Copy out the entries word for word, from the line containing "Box wooden bench." through the line containing "197, 28, 436, 605", with both of those lines included.

-- begin Information given --

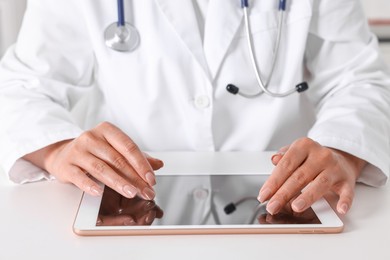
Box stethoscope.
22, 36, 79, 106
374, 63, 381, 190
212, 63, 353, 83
201, 193, 268, 225
104, 0, 309, 98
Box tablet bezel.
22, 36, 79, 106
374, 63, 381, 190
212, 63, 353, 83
73, 173, 344, 236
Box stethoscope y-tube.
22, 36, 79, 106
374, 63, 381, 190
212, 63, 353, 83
104, 0, 140, 52
226, 0, 309, 98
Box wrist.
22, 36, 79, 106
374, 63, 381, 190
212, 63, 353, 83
23, 140, 72, 173
330, 148, 367, 180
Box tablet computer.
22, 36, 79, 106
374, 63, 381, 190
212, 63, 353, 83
73, 152, 343, 236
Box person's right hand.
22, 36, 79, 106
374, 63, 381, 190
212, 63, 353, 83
23, 122, 163, 200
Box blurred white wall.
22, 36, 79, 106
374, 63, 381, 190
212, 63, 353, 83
0, 0, 390, 64
0, 0, 26, 57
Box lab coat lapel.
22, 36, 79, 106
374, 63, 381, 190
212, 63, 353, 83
156, 0, 210, 77
204, 0, 243, 79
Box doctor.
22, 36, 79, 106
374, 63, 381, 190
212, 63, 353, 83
0, 0, 390, 214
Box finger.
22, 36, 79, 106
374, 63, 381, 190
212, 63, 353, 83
96, 215, 137, 226
89, 139, 156, 187
64, 165, 103, 196
291, 171, 333, 212
155, 205, 164, 218
99, 123, 154, 186
267, 158, 323, 214
258, 146, 308, 203
336, 184, 355, 215
144, 153, 164, 171
271, 145, 290, 166
78, 154, 155, 200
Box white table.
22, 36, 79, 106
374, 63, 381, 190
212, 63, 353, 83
0, 152, 390, 260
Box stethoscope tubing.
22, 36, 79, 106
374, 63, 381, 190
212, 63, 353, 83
118, 0, 126, 27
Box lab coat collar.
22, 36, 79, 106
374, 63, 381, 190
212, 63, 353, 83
156, 0, 243, 80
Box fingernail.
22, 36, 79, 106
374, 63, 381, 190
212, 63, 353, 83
90, 186, 103, 196
271, 152, 284, 161
339, 204, 349, 215
123, 217, 135, 226
267, 201, 281, 215
144, 201, 156, 211
142, 187, 156, 200
291, 199, 306, 212
145, 212, 156, 225
257, 188, 271, 203
145, 172, 156, 186
123, 185, 137, 198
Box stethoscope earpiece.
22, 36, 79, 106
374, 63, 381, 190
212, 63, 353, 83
104, 0, 140, 52
104, 23, 140, 52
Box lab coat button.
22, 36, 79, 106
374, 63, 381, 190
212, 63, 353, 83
195, 95, 210, 109
192, 189, 209, 200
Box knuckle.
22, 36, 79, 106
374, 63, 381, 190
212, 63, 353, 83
291, 171, 308, 186
112, 156, 127, 170
124, 141, 138, 154
294, 137, 314, 147
318, 175, 331, 187
92, 162, 107, 175
78, 131, 95, 147
96, 121, 112, 129
280, 158, 295, 172
111, 177, 123, 189
318, 149, 333, 164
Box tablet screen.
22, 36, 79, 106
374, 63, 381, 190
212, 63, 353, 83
96, 175, 321, 226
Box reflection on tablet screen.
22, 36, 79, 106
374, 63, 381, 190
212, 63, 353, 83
96, 175, 321, 226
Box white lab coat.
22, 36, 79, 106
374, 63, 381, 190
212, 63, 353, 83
0, 0, 390, 185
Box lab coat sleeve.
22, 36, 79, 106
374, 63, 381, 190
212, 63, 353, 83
306, 0, 390, 186
0, 0, 94, 183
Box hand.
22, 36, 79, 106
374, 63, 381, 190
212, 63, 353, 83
257, 194, 321, 224
24, 122, 163, 200
96, 187, 163, 226
258, 138, 366, 214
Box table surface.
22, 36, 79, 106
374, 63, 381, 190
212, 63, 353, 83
0, 152, 390, 260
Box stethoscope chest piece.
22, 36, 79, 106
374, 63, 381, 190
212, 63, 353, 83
104, 22, 140, 52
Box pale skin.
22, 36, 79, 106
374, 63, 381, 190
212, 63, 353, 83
23, 122, 366, 214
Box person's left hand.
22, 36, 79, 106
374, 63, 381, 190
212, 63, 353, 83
258, 138, 366, 214
96, 187, 164, 226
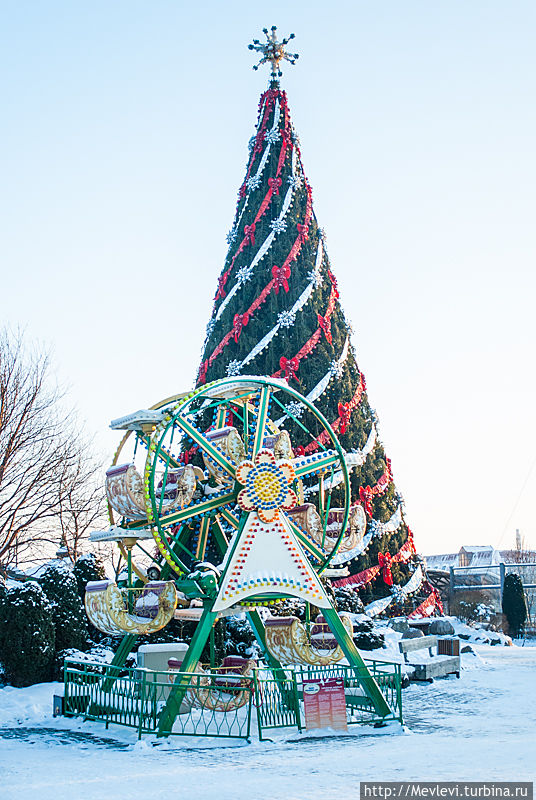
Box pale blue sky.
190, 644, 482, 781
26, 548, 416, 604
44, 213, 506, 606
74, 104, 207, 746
0, 0, 536, 552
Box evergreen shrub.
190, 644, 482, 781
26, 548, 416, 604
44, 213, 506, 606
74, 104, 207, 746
502, 572, 527, 638
0, 581, 56, 686
39, 561, 88, 653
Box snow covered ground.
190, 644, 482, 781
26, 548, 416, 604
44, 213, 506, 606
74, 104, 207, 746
0, 644, 536, 800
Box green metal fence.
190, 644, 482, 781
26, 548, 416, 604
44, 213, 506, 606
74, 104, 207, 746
64, 660, 253, 739
65, 659, 402, 740
255, 659, 402, 740
255, 669, 302, 740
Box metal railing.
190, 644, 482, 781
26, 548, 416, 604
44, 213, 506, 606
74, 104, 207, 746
64, 659, 402, 740
64, 660, 253, 739
449, 561, 536, 595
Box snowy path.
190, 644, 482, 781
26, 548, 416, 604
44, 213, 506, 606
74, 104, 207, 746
0, 646, 536, 800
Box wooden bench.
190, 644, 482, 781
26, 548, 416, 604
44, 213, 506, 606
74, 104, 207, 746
398, 636, 460, 683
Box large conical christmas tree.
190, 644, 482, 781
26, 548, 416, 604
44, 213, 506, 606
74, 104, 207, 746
197, 28, 436, 605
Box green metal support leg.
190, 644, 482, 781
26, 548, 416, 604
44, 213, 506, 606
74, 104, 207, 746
322, 608, 392, 717
157, 604, 216, 736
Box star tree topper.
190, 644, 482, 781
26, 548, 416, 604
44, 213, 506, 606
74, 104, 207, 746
248, 25, 299, 82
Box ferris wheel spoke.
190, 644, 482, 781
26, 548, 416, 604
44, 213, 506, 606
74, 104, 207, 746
249, 386, 272, 458
219, 506, 240, 528
287, 517, 326, 562
195, 517, 211, 561
175, 415, 236, 478
212, 515, 229, 558
294, 450, 341, 478
154, 492, 236, 528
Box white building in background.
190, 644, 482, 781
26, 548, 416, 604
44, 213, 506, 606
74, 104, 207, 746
425, 545, 504, 572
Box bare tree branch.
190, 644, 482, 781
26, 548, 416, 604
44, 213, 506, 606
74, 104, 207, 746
0, 330, 108, 567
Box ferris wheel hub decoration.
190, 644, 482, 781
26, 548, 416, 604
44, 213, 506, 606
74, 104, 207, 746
236, 450, 298, 522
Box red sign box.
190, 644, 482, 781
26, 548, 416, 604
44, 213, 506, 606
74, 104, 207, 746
303, 678, 348, 731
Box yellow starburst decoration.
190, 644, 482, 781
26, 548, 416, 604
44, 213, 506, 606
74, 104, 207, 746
248, 25, 299, 81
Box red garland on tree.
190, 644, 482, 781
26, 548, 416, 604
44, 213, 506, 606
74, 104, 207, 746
197, 61, 426, 594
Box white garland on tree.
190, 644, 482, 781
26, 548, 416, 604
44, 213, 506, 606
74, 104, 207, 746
369, 505, 404, 536
213, 145, 296, 321
226, 100, 281, 255
365, 566, 424, 617
222, 242, 322, 378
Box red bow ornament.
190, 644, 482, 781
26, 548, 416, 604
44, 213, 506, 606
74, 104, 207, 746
272, 265, 290, 294
378, 553, 393, 586
279, 356, 300, 381
268, 178, 281, 194
359, 486, 372, 517
337, 403, 352, 433
244, 222, 257, 244
296, 222, 309, 244
232, 313, 249, 342
216, 273, 227, 300
316, 314, 332, 344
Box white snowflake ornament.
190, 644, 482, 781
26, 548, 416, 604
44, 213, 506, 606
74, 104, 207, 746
270, 218, 287, 233
277, 311, 296, 328
227, 359, 242, 378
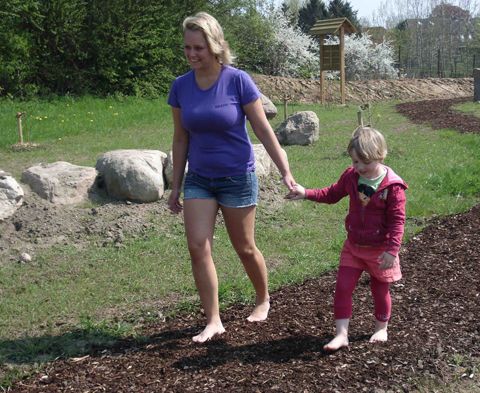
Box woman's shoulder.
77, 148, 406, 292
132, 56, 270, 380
173, 70, 194, 84
223, 65, 251, 79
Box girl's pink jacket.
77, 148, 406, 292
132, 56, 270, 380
305, 165, 408, 255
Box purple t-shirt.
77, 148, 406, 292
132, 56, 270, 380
168, 66, 260, 178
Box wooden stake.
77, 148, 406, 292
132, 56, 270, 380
17, 112, 23, 145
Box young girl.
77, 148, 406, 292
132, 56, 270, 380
286, 127, 407, 351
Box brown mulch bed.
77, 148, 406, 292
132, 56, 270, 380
396, 97, 480, 132
6, 100, 480, 393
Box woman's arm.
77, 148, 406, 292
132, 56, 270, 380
168, 107, 188, 213
243, 98, 296, 191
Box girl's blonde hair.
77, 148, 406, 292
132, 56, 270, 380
347, 126, 387, 162
183, 12, 233, 64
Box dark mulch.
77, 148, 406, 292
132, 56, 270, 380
396, 97, 480, 132
7, 99, 480, 393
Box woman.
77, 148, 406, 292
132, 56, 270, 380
168, 12, 295, 343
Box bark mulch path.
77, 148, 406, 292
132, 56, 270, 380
7, 97, 480, 393
396, 97, 480, 132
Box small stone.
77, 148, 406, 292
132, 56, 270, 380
20, 252, 32, 263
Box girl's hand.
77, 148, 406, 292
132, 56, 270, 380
378, 252, 397, 270
282, 173, 297, 192
285, 184, 305, 201
168, 190, 183, 214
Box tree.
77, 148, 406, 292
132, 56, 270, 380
280, 0, 303, 26
326, 34, 398, 80
328, 0, 360, 28
264, 11, 319, 78
298, 0, 328, 34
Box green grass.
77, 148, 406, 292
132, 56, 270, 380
0, 97, 480, 386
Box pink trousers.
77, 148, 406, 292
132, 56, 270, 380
333, 266, 392, 322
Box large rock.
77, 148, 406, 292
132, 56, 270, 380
163, 150, 188, 189
22, 161, 97, 205
275, 111, 320, 145
0, 170, 24, 220
95, 150, 167, 202
260, 93, 278, 119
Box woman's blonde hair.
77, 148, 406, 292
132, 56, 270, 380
347, 126, 387, 162
183, 12, 233, 64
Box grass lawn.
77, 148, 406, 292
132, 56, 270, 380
0, 97, 480, 386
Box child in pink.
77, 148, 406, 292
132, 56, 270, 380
286, 127, 407, 351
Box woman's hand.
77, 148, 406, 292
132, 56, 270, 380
285, 184, 305, 201
168, 190, 183, 214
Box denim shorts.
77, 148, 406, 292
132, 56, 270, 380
183, 172, 258, 207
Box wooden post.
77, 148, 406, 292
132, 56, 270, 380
17, 112, 23, 145
319, 35, 325, 105
357, 108, 363, 127
340, 26, 345, 105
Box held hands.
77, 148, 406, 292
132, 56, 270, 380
168, 190, 183, 214
378, 252, 397, 270
285, 184, 305, 201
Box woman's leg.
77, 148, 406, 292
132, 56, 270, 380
183, 199, 225, 342
221, 206, 270, 322
370, 276, 392, 343
323, 266, 362, 351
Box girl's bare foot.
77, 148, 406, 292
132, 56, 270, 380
370, 321, 388, 343
323, 334, 348, 352
192, 322, 225, 343
247, 300, 270, 322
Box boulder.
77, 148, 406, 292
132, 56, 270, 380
95, 150, 167, 202
275, 111, 320, 145
22, 161, 97, 205
0, 170, 24, 220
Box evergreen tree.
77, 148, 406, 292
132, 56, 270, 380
328, 0, 360, 28
298, 0, 328, 34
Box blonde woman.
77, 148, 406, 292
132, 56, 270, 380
168, 12, 295, 343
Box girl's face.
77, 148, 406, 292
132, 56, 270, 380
350, 149, 382, 179
183, 30, 218, 70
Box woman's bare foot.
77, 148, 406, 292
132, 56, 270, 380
192, 323, 225, 343
323, 334, 348, 352
370, 321, 388, 343
247, 299, 270, 322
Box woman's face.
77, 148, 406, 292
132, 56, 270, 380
183, 30, 217, 70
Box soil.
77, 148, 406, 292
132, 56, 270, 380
0, 84, 480, 393
253, 75, 473, 103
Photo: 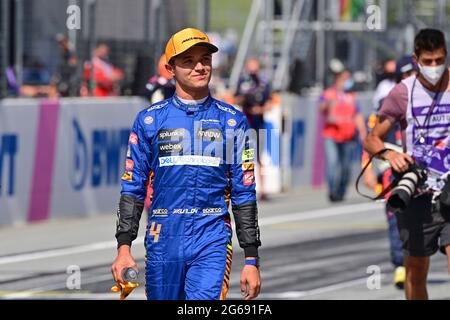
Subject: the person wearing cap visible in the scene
[111,28,261,300]
[364,29,450,300]
[362,56,415,289]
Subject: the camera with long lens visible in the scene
[387,163,428,213]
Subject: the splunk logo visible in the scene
[70,119,130,190]
[0,134,18,197]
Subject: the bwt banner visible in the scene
[0,97,281,225]
[0,98,144,224]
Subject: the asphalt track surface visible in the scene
[0,189,450,300]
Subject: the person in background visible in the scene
[319,69,367,202]
[362,56,415,289]
[234,58,271,200]
[81,42,124,97]
[52,34,80,97]
[364,29,450,300]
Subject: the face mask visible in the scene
[419,64,447,86]
[344,79,355,91]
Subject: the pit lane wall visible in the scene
[0,98,147,225]
[0,94,370,225]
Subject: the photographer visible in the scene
[364,29,450,300]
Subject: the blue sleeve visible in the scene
[121,114,152,200]
[230,116,257,205]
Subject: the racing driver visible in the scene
[111,28,261,300]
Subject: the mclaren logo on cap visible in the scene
[181,37,206,43]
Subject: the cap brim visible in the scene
[193,42,219,53]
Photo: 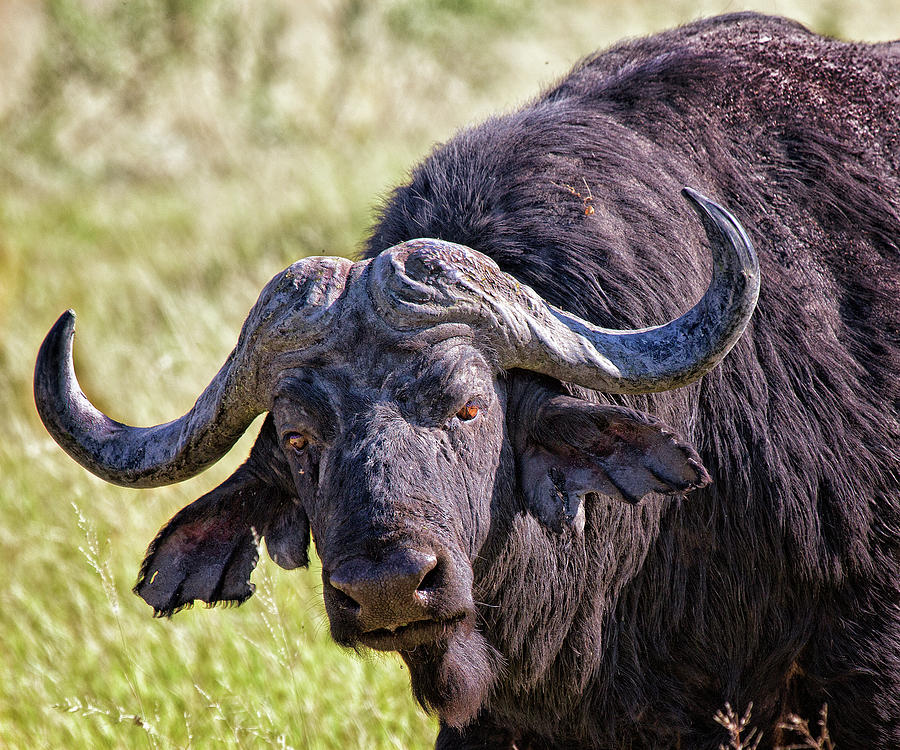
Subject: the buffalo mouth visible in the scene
[357,612,467,651]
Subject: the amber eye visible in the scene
[284,432,309,453]
[456,401,478,422]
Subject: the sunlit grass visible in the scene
[0,0,900,748]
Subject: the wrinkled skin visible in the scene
[136,326,708,726]
[37,14,900,750]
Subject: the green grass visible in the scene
[0,0,900,748]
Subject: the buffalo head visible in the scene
[35,191,759,724]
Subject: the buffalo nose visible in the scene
[329,548,440,632]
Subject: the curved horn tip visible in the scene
[681,187,759,258]
[34,309,75,406]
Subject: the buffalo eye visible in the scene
[284,432,309,453]
[456,401,478,422]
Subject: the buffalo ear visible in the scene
[519,395,710,532]
[134,462,309,617]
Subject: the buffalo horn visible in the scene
[369,188,759,393]
[34,258,352,487]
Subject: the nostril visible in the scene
[331,586,359,613]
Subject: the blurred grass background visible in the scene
[0,0,900,748]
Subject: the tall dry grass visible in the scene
[0,0,900,748]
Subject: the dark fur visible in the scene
[367,14,900,750]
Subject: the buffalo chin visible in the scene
[400,618,501,728]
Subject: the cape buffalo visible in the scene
[35,14,900,750]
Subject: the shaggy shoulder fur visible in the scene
[367,14,900,750]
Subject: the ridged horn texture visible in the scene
[34,258,353,487]
[368,188,759,393]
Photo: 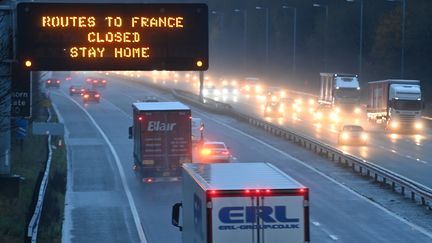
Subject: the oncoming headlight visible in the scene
[390,121,399,129]
[341,132,349,140]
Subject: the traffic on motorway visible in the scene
[0,0,432,243]
[44,72,428,242]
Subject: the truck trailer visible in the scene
[367,79,424,132]
[129,102,192,182]
[172,163,310,243]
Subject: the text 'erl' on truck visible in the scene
[172,163,310,243]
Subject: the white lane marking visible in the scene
[197,112,432,239]
[329,235,339,240]
[51,103,73,242]
[311,220,339,240]
[54,90,147,243]
[103,98,132,120]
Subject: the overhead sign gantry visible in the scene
[17,2,208,71]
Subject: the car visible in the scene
[264,101,285,118]
[69,85,86,96]
[91,78,106,88]
[45,78,61,88]
[338,125,368,145]
[199,141,231,163]
[81,90,101,103]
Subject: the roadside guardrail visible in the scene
[27,109,53,243]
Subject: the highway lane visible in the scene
[137,73,432,188]
[50,91,140,242]
[50,72,431,242]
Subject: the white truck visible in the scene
[318,73,364,122]
[192,117,204,144]
[367,79,424,132]
[172,163,310,243]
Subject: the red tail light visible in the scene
[201,148,211,155]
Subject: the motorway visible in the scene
[50,72,432,243]
[144,72,432,188]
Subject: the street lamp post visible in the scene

-- end Information given --

[Output below]
Box wooden bench.
190, 644, 482, 781
26, 548, 416, 604
44, 213, 506, 606
74, 104, 207, 746
398, 636, 460, 683
Box large conical christmas tree.
190, 644, 482, 781
26, 548, 416, 604
44, 213, 506, 606
74, 104, 207, 746
197, 28, 436, 605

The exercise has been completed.